SUPPLIED MATERIAL:
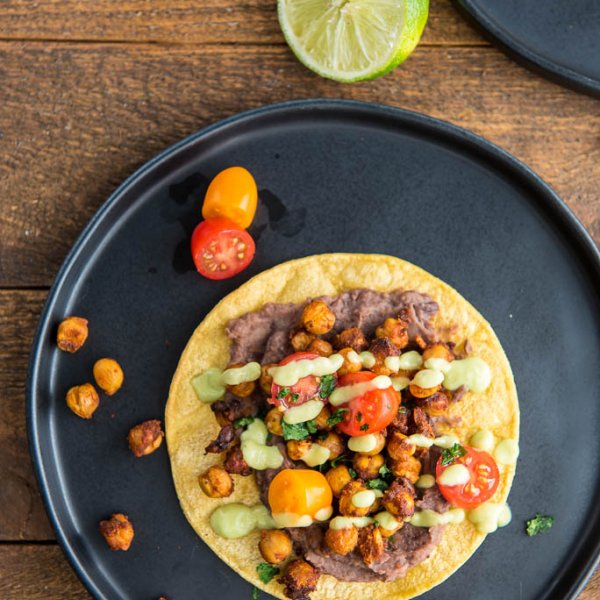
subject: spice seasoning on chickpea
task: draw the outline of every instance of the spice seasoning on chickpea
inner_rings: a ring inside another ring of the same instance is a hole
[[[107,395],[116,394],[123,385],[123,369],[114,358],[101,358],[94,364],[94,379]]]
[[[83,317],[67,317],[58,326],[56,344],[63,352],[77,352],[88,337],[88,321]]]

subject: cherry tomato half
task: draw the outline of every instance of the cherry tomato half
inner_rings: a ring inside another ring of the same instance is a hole
[[[207,219],[192,234],[192,258],[208,279],[227,279],[243,271],[254,258],[254,240],[228,219]]]
[[[442,496],[453,506],[459,508],[476,508],[480,504],[489,500],[500,481],[498,466],[496,461],[483,450],[476,450],[469,446],[464,446],[467,453],[464,456],[456,458],[450,465],[442,465],[442,457],[437,462],[435,467],[435,477],[438,480],[438,487]],[[440,475],[451,465],[463,464],[467,469],[471,478],[467,483],[462,485],[443,485],[439,483]]]
[[[338,387],[370,381],[376,377],[371,371],[348,373],[340,377]],[[348,412],[337,426],[347,435],[361,436],[376,433],[387,427],[398,414],[400,394],[393,388],[371,390],[343,405]]]
[[[295,360],[318,358],[318,354],[312,352],[295,352],[286,356],[279,366],[287,365]],[[307,400],[312,400],[319,395],[320,381],[315,375],[307,375],[299,379],[297,383],[290,386],[281,386],[273,382],[271,386],[271,398],[269,402],[276,406],[288,408],[304,404]]]
[[[254,177],[243,167],[230,167],[210,182],[202,205],[202,216],[205,219],[225,217],[238,227],[247,229],[256,214],[257,202]]]

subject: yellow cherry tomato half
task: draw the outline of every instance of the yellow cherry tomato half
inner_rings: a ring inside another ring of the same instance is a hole
[[[274,515],[293,513],[315,517],[333,500],[331,487],[319,471],[311,469],[283,469],[269,486],[269,506]]]
[[[258,202],[256,181],[244,167],[221,171],[208,186],[202,216],[205,219],[225,217],[238,227],[248,229]]]

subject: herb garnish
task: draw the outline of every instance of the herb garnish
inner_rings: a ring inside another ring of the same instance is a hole
[[[254,417],[240,417],[233,422],[233,426],[237,429],[238,427],[248,427],[250,423],[254,421]]]
[[[321,385],[319,386],[319,396],[321,398],[329,398],[335,389],[336,379],[333,375],[323,375],[321,377]]]
[[[347,408],[338,408],[332,415],[327,419],[327,425],[333,427],[344,420],[344,413],[350,412]]]
[[[279,569],[269,563],[260,563],[260,565],[256,567],[256,572],[258,573],[258,578],[263,583],[269,583],[275,575],[279,575]]]
[[[306,421],[305,423],[295,423],[290,425],[285,421],[281,421],[283,430],[283,439],[288,440],[305,440],[309,435],[317,432],[317,422],[315,419]]]
[[[533,519],[527,521],[525,532],[529,536],[537,535],[548,531],[554,525],[554,517],[544,516],[541,513],[535,513]]]
[[[464,456],[467,451],[460,445],[454,444],[451,448],[446,448],[442,452],[442,466],[451,465],[457,458]]]

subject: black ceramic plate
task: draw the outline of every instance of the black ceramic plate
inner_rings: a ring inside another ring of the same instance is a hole
[[[517,60],[550,79],[600,96],[598,0],[456,0]]]
[[[251,267],[224,282],[193,271],[190,233],[207,181],[242,164],[260,210]],[[98,598],[249,598],[249,585],[196,537],[179,508],[166,449],[129,452],[129,428],[161,418],[188,337],[226,293],[283,261],[381,252],[441,277],[495,328],[520,395],[521,458],[513,523],[491,535],[441,598],[562,598],[583,585],[600,539],[600,258],[536,175],[490,143],[396,109],[308,101],[246,113],[173,146],[127,180],[68,256],[31,361],[29,430],[48,512],[71,564]],[[81,351],[57,350],[57,323],[90,321]],[[125,384],[92,421],[66,390],[113,356]],[[127,553],[97,523],[132,519]],[[546,535],[525,519],[554,515]]]

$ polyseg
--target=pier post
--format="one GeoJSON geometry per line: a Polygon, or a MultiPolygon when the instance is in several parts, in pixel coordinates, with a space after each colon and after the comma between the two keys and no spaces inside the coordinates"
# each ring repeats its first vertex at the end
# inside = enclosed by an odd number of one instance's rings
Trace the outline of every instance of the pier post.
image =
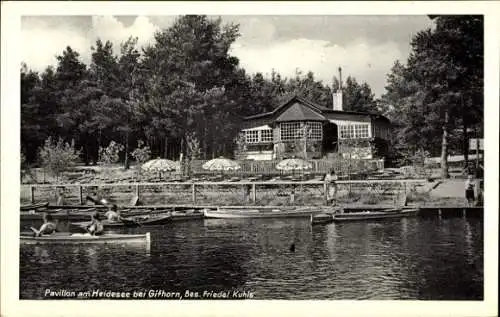
{"type": "Polygon", "coordinates": [[[31,203],[34,204],[35,203],[35,186],[31,186],[30,191],[31,191],[31,203]]]}
{"type": "Polygon", "coordinates": [[[328,206],[328,184],[323,183],[323,196],[325,197],[325,205],[328,206]]]}
{"type": "Polygon", "coordinates": [[[194,183],[191,185],[191,196],[193,198],[193,204],[196,205],[196,187],[195,186],[196,185],[194,183]]]}
{"type": "Polygon", "coordinates": [[[80,205],[83,205],[83,186],[78,186],[78,193],[80,194],[80,205]]]}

PROBLEM TO WORK ON: List each line of the records that contains the string "every". Case counts.

ANSWER TO THIS TASK:
task: draw the outline of every instance of the spice seasoning on chickpea
task: draw the outline of every instance of the cherry tomato half
task: draw the outline of every instance of the yellow cherry tomato half
task: draw the outline of every instance of the herb garnish
task: draw the outline of every instance of the black ceramic plate
Trace the outline of every instance of the pier post.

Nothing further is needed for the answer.